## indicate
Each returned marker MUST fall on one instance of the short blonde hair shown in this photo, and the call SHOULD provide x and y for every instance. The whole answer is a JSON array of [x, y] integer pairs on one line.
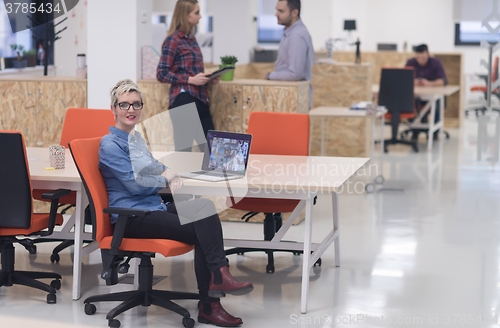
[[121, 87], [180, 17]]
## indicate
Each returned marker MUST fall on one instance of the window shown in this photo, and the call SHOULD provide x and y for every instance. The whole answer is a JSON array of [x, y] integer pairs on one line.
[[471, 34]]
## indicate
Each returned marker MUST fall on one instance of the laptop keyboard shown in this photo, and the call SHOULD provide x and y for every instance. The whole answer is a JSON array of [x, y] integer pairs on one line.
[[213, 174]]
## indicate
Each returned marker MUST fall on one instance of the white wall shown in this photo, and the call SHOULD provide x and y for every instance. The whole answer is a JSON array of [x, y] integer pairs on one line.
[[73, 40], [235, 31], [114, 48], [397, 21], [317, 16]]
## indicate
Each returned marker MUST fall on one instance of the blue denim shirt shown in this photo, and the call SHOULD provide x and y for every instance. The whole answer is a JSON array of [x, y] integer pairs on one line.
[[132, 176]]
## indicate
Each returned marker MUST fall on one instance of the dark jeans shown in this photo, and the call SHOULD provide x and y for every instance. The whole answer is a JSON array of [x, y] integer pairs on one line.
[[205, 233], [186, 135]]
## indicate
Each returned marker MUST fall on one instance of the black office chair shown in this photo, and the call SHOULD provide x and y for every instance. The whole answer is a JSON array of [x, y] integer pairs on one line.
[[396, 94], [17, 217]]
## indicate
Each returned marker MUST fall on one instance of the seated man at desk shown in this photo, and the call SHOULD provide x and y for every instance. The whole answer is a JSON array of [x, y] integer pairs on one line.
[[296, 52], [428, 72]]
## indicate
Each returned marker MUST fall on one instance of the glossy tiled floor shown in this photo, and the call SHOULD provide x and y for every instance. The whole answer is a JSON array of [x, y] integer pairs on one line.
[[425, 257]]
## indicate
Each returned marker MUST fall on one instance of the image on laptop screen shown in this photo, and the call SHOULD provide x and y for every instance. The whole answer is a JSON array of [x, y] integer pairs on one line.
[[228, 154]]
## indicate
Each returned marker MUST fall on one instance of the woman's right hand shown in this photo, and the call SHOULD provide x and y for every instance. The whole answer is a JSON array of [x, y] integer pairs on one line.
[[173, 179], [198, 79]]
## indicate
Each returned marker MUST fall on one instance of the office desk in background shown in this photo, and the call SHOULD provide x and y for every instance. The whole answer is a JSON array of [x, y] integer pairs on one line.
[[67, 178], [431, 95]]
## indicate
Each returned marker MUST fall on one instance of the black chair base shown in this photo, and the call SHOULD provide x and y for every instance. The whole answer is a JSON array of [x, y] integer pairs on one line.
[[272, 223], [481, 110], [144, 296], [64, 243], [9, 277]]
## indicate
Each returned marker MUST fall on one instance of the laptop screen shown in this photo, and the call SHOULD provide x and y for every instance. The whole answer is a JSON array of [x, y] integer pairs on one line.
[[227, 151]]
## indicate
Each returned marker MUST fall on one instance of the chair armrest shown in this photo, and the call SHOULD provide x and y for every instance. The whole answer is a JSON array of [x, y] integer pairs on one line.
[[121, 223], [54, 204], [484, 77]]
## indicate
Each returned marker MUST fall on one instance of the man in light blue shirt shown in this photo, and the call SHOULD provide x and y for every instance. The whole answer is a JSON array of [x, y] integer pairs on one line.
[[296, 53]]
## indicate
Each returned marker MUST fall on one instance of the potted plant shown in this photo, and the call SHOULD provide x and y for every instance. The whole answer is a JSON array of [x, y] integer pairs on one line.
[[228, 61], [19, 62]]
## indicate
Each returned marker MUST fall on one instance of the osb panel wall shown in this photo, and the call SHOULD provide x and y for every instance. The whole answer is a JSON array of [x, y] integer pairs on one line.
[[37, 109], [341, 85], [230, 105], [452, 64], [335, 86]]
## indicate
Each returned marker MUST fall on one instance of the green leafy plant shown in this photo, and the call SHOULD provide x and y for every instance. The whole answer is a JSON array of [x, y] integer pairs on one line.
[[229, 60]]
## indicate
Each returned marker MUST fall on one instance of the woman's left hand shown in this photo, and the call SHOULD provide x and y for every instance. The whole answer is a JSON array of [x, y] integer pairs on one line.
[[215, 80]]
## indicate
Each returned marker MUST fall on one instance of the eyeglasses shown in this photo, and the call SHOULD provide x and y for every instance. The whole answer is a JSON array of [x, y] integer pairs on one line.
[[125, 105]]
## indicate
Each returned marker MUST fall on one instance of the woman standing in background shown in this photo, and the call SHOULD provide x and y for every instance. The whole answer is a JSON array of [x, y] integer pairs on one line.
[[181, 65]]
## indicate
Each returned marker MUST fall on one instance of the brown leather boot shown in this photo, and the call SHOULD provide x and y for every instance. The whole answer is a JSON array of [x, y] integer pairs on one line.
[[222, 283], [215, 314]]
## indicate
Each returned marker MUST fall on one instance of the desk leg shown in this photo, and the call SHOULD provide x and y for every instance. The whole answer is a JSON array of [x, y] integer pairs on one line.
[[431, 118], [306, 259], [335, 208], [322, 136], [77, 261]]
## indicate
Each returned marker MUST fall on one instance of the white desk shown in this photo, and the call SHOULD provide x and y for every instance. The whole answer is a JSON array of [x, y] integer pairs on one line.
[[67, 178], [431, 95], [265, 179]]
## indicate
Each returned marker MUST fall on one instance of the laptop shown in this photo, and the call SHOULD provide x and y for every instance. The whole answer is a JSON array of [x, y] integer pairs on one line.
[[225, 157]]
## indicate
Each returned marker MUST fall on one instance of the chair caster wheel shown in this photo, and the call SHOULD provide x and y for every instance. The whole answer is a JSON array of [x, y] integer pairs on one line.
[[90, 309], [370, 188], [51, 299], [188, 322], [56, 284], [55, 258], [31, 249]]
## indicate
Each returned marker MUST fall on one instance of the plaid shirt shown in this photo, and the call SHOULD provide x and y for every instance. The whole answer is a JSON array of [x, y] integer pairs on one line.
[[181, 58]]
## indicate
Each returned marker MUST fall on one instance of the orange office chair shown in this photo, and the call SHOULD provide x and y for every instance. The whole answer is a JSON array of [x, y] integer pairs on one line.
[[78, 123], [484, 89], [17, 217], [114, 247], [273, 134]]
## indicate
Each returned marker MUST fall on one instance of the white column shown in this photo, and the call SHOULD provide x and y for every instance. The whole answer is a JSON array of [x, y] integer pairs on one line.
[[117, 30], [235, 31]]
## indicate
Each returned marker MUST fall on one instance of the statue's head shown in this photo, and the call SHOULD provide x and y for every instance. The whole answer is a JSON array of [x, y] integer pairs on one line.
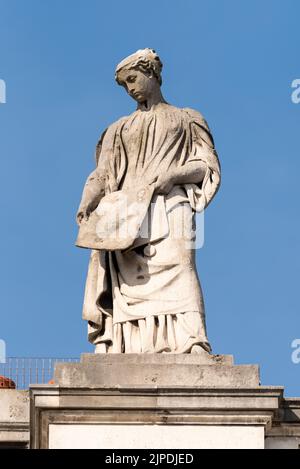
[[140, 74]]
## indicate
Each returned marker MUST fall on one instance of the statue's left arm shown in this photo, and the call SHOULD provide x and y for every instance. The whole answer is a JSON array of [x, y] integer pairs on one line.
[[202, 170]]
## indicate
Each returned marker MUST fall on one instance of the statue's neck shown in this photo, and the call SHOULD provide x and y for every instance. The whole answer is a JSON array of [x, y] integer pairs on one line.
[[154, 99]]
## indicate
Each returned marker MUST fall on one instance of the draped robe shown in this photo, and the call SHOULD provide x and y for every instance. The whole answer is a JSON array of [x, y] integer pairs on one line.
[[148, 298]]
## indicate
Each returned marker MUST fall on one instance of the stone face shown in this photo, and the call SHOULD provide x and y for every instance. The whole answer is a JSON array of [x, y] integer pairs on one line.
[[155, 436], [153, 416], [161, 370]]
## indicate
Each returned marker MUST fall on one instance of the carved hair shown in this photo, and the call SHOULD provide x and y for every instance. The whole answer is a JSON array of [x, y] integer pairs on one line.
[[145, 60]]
...
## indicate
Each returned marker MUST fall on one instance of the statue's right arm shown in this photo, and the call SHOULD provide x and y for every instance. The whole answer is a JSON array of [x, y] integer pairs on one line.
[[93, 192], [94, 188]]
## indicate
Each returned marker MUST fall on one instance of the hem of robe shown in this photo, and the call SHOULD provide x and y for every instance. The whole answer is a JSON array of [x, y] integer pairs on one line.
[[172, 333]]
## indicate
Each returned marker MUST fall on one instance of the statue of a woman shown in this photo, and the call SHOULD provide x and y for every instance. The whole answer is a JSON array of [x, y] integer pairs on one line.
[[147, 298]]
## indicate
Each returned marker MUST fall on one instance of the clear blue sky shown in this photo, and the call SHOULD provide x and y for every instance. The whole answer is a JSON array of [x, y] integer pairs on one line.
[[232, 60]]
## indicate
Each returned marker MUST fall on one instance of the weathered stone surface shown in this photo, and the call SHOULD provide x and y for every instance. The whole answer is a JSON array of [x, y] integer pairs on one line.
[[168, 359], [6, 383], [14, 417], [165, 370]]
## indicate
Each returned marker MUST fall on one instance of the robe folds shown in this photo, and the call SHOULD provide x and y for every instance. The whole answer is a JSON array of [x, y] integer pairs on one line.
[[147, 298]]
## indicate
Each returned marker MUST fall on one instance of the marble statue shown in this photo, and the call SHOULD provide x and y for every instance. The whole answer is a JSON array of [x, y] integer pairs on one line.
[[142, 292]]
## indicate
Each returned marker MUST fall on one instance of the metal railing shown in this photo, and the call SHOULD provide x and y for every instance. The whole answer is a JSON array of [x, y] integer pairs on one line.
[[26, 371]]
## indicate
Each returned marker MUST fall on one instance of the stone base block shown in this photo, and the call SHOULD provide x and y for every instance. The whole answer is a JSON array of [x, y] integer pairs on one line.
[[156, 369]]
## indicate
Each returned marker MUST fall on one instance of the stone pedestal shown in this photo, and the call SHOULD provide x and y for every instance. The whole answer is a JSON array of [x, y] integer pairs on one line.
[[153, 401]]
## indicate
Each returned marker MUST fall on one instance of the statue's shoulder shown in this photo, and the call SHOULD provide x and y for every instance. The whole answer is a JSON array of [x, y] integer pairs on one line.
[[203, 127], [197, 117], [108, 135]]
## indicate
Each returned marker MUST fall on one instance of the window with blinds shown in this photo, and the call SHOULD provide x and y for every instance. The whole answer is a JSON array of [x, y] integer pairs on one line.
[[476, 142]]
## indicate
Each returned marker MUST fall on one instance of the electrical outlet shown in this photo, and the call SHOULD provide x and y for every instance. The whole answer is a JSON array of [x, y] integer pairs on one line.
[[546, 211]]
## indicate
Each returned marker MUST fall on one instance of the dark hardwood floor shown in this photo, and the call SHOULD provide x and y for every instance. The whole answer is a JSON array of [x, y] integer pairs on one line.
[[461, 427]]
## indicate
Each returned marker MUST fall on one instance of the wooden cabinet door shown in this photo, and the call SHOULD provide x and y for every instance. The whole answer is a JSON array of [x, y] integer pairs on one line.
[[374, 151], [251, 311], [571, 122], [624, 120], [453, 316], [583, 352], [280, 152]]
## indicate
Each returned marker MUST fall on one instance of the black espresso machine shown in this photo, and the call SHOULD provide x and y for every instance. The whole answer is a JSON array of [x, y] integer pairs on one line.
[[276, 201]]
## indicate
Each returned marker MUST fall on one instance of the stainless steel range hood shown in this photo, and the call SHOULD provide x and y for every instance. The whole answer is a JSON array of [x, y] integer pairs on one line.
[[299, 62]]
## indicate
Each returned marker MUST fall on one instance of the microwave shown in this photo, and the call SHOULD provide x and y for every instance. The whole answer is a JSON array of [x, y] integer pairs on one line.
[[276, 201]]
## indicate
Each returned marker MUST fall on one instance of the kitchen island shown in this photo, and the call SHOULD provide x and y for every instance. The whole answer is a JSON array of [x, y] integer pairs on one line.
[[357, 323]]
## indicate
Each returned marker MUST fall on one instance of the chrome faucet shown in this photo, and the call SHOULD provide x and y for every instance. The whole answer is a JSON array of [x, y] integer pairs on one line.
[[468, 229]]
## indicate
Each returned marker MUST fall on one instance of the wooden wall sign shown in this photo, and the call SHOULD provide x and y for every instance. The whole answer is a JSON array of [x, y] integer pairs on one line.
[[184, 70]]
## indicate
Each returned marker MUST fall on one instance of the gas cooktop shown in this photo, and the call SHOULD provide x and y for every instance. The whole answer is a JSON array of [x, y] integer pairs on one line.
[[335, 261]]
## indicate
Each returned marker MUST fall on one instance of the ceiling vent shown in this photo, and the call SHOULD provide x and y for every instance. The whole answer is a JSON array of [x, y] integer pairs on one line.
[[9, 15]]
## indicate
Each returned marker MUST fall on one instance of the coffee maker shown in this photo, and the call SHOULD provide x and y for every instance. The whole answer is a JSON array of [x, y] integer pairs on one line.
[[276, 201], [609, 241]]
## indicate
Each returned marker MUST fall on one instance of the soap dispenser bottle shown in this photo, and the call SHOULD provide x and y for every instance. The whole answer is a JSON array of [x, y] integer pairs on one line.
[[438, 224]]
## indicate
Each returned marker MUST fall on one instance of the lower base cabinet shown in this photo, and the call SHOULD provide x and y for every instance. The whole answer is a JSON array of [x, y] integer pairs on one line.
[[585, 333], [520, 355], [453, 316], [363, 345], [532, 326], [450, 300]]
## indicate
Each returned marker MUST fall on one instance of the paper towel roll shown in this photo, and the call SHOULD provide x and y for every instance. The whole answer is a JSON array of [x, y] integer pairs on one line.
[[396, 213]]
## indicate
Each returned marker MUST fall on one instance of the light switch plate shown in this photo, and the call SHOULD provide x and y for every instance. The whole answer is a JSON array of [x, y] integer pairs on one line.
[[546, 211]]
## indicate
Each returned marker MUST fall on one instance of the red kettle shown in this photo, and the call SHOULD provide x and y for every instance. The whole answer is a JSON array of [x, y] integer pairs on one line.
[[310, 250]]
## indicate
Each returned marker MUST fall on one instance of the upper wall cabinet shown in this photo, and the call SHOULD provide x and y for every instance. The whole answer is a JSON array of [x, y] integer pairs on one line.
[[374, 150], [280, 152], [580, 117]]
==
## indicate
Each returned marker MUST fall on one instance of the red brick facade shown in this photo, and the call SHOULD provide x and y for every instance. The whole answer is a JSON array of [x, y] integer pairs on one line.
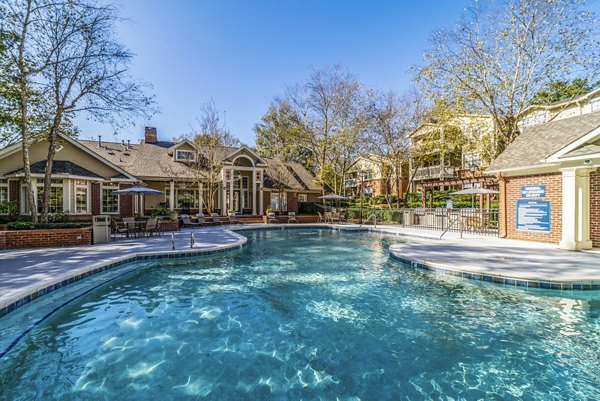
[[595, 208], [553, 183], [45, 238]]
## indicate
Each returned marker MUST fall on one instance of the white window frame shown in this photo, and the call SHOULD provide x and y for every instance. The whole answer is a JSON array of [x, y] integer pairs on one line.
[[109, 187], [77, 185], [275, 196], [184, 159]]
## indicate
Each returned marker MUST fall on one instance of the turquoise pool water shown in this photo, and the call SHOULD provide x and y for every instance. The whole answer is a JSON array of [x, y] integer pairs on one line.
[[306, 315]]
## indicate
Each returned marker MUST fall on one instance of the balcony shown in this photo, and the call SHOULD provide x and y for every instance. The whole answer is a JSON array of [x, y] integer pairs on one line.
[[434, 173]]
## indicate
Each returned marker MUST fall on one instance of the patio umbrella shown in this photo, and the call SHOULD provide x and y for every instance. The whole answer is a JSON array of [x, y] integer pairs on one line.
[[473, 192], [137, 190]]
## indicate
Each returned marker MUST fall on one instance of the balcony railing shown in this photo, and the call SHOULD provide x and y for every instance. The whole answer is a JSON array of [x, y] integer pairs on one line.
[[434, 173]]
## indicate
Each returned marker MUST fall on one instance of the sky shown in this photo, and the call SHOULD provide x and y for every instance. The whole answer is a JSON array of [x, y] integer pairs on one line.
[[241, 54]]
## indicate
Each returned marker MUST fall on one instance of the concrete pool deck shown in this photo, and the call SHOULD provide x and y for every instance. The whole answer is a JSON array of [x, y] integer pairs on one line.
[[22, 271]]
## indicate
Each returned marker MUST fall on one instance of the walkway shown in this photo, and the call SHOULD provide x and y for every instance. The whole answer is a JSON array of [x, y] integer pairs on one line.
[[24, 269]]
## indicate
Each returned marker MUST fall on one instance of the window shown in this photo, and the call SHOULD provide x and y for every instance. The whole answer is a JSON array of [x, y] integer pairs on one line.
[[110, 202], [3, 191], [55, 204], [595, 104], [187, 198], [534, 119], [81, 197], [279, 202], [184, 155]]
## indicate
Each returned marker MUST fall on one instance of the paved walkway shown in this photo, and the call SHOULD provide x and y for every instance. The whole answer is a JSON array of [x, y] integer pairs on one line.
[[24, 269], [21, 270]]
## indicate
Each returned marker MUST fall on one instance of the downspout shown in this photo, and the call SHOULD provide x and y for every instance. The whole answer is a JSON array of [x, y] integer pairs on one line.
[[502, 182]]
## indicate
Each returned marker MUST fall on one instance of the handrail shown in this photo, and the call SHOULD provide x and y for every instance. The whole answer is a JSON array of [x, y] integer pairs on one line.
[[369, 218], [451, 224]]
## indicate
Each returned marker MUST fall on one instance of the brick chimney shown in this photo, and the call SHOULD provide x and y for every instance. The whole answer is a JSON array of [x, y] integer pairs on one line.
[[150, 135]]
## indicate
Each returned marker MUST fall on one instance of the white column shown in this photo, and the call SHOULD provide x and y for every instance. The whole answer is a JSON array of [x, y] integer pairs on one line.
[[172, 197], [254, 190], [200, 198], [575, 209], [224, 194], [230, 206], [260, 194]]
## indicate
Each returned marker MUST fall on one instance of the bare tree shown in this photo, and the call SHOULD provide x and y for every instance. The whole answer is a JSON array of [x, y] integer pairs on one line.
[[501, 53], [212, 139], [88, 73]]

§ **Your instructions**:
Pull out every line of the data above that contains the string "short", treating uppercase and lowercase as different.

§ **Written solution**:
Each returned marker MUST fall on one instance of the short blonde hair shown in this photo, and the call SHOULD provide x and y for every instance. The whole answer is a JSON array of [x, y] integer pairs on one line.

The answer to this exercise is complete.